— Start EXERCISE DATA —
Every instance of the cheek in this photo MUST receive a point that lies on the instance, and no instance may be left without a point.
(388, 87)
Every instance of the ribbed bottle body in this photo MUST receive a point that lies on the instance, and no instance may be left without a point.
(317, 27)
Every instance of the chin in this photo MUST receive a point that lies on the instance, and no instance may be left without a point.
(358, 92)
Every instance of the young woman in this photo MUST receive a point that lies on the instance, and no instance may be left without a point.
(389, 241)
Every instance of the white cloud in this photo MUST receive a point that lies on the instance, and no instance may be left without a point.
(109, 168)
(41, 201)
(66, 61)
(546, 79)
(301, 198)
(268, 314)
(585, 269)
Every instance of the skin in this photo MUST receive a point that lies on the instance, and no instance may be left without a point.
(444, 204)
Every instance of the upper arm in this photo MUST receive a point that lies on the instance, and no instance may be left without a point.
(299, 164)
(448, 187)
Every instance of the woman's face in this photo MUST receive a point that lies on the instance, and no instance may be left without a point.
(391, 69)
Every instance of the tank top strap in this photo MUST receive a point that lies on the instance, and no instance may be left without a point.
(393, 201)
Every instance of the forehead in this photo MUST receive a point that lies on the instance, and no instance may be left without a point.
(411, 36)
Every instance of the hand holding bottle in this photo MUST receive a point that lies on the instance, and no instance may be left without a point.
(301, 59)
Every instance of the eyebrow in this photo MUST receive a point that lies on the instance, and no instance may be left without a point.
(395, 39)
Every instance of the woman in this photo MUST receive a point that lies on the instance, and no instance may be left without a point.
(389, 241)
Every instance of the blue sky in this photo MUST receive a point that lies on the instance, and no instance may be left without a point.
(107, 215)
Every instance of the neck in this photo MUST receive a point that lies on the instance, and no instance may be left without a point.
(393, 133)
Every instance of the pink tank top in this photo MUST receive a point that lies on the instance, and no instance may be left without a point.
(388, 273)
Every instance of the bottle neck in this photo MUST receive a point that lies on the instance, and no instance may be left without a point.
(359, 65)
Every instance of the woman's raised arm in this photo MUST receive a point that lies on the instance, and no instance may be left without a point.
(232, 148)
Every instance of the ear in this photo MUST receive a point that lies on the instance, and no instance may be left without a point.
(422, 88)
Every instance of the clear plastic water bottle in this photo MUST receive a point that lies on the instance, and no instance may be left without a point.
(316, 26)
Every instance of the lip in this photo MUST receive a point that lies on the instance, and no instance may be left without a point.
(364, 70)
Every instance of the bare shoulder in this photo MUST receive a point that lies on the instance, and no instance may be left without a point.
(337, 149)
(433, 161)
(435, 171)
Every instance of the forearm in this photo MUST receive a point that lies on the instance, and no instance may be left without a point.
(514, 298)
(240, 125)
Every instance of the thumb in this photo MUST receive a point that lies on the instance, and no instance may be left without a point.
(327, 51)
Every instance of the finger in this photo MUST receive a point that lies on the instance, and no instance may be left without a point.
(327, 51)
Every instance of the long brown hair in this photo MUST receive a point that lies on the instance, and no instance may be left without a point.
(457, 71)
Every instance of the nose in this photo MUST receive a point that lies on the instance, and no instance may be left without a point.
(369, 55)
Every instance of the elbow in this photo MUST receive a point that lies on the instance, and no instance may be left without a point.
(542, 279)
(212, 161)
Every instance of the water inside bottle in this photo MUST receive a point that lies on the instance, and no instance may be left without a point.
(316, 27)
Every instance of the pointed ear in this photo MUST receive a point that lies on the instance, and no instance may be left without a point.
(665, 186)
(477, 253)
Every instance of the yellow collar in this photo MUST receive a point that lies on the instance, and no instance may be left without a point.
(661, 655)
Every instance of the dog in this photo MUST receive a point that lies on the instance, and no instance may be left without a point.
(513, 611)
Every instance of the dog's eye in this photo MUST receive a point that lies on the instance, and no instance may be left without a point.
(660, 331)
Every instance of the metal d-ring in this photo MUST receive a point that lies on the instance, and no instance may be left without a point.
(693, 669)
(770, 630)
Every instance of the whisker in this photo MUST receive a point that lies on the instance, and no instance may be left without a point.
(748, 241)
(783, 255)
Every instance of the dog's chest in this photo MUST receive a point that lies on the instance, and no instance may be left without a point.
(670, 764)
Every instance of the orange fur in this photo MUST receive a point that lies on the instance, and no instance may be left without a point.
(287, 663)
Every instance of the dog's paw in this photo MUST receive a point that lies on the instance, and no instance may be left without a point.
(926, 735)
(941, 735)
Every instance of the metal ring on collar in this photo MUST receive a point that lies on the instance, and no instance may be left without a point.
— End EXERCISE DATA —
• STATED EXERCISE
All of the entries above should be written out again exactly.

• RESPONSE TO THIS EXERCISE
Every instance of the cheek in this photo MUST receive a point that lies on the instance, and no instance may be left without a point.
(388, 87)
Every instance of the ribbed bottle body in this photo MUST receive a point that lies on the instance, and no instance may be left without a point.
(317, 27)
Every instance of the chin in this photo MUST receive a point that lies on the instance, and no instance may be left without a point.
(358, 92)
Every instance of the young woman in this photo MUST receive a point that lies on the instance, and no instance may be left without a point.
(389, 241)
Every instance of the white cloud in this photo MUST receive a point that lies on the instance, and no instance may be left without a point.
(109, 168)
(41, 201)
(66, 61)
(546, 79)
(301, 198)
(268, 314)
(585, 269)
Every instance of the skin in this photo MUST receive a point that lies on the instance, and no instance may be left without a point.
(444, 204)
Every instance of the upper arm in this photo MUST receive a point that lies on the instance, and no instance may be left without a point.
(299, 164)
(448, 187)
Every instance of the woman's face in this photo MUST receive a point that lies on the instance, and no instance may be left without a point.
(391, 69)
Every instance of the tank top strap in this photo MUST receive a point that lies on the instance, and no instance may be left without a point.
(393, 201)
Every instance of the forehead in this photo MUST receive a point that lies on the instance, and no instance may be left without a point.
(411, 36)
Every instance of the hand holding bottle in this photo MUST receive a point that lies on the instance, and no instance may be left without a point.
(301, 59)
Every instance of the eyebrow in this photo MUST receive a point that lies on the instance, and no instance may be left without a point.
(395, 39)
Every instance of the woman in this photo MUST receive a point that lies on the instance, and no instance may be left without a point.
(389, 241)
Every instance of the blue sky in this photo MUST receive a point that lies on the instance, and no instance may be left without a point.
(107, 215)
Every instance of the neck in this photo MUST receive a point that lies on the instance, and no instance may be left without a point.
(393, 133)
Every instance of the pink tank top in this photo MUST receive a point that lies on the instance, and no instance may be left without a point.
(388, 273)
Every instance of the bottle neck in this photo MUST receive a point that lies on the instance, and no instance may be left without a point.
(359, 65)
Every instance of the woman's raised arm in this photo MUST receive a point that lies on the instance, and no instance may be left without a point.
(232, 148)
Every instance of the ear in this photo MUST receive a point that lies on the instance, and no instance may be left without a point.
(422, 88)
Every instance of the clear plastic water bottle in this photo MUST receive a point that lies on the instance, and no instance may be left without a point.
(316, 26)
Every instance of the lip in this photo MUST receive a point that lies on the instance, and no instance may be left without a point.
(364, 70)
Every instance of the bare shoulder in this photo MUST receive a point that lies on the instance, and no instance may be left without a point.
(337, 149)
(433, 161)
(435, 171)
Every instance of the forearm in this photo MUST receive a point that lies on the instance, and no instance may be left without a point.
(514, 298)
(240, 125)
Every instance of the thumb in this photo MUST receive a point that lies on the instance, and no instance may be left without a point.
(327, 51)
Every instance of the finger in this photo MUST receive a point that lies on the instance, and no instance may be left without a point.
(327, 51)
Every instance of the long brown hair in this photo MUST receive a point that lies on the instance, and no instance may be left without a point.
(457, 71)
Every instance of the nose in this photo MUST receive a point that lies on the instance, and no instance may be left without a point.
(369, 55)
Every instance of the elbow in this photo MUST receive a point that lies on the instance, and no instance may be left without a point.
(542, 279)
(212, 161)
Every instance of the water inside bottle in this photo MUST receive a point that lies on the instance, and no instance may be left without a point.
(316, 27)
Every instance of the pointed ear in this photo MUST receive a point that lies on the instance, and no instance may be left without a point.
(665, 186)
(477, 253)
Every instance of the yellow collar in this photo MUST receive a point that lies on the instance, and no instance may be left without a point.
(661, 655)
Every instance of the dog in this photo MUST receive a point that lies on the instance, and no instance may be left without a point.
(513, 611)
Every instance of the dog's eye in this photo MUST receive a point that lies on the instance, and no instance may be left without a point.
(660, 331)
Every instance of the metal d-ring in this photo MUST receive a point that lies on the instance, and no instance may be left without a point.
(693, 669)
(770, 630)
Every instance of the whisker in this photo MUST receive a point that lies on the instance, and no instance may be left without a point.
(748, 241)
(783, 255)
Every instance of the dog's chest in this photo MUST receive a point that lies on the instance, and no instance may be left without a point.
(670, 764)
Every instance of the orange fur in this photo MUST receive a point that lies on the instance, and no instance may be left without a point.
(287, 663)
Every instance of the dog's paw in this photo MUST receive a point that lies on the instance, and no instance may be left without a point.
(926, 735)
(941, 735)
Every instance of the metal ring on collar in this photo MUST receive a point that lies on the instance, and no instance may be left without a point.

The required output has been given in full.